■ EXERCISE BRIEF ■
Scan the material for the string "instance" and copy out every line in which it occurs.

** INPUT DATA follows **

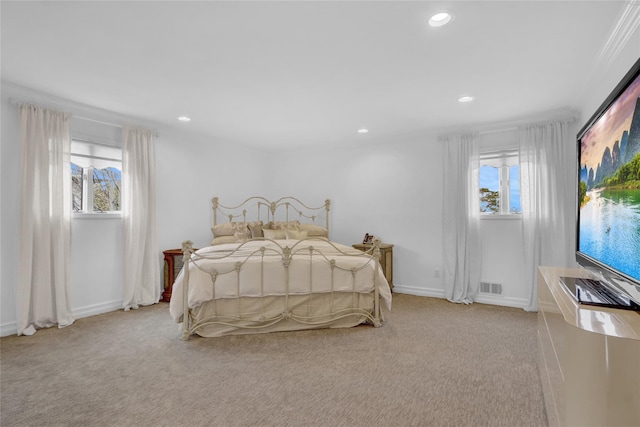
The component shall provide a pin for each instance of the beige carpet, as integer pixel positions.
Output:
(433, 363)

** End of INPUT DATA **
** INPUT DATA follows **

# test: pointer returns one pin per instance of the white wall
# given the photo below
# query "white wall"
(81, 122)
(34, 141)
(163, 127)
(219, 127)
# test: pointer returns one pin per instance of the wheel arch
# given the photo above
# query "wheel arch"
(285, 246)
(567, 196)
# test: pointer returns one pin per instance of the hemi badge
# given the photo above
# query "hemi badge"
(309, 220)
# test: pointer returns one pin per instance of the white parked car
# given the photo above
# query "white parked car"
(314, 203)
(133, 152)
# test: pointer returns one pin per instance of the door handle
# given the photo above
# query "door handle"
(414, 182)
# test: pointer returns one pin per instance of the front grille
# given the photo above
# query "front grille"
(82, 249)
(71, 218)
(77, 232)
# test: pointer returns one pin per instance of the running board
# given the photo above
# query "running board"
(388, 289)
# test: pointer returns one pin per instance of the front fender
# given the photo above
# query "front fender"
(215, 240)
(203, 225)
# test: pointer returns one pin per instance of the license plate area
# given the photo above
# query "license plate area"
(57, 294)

** End of INPUT DATA **

■ EXERCISE ANSWER ■
The component shall provide a pin for each instance of the beige carpet, as integer pixel positions.
# test: pointer returns one pin per instance of the white wall
# test: pointer returns one pin per instance of the wheel arch
# test: pointer returns one pin per instance of the hemi badge
# test: pointer returns one pin per instance of the white parked car
# test: pointer returns one pin per instance of the door handle
# test: pointer returns one pin per instance of the front grille
# test: pointer returns one pin per instance of the running board
# test: pointer returns one pin per instance of the front fender
# test: pointer returns one pin per instance of the license plate area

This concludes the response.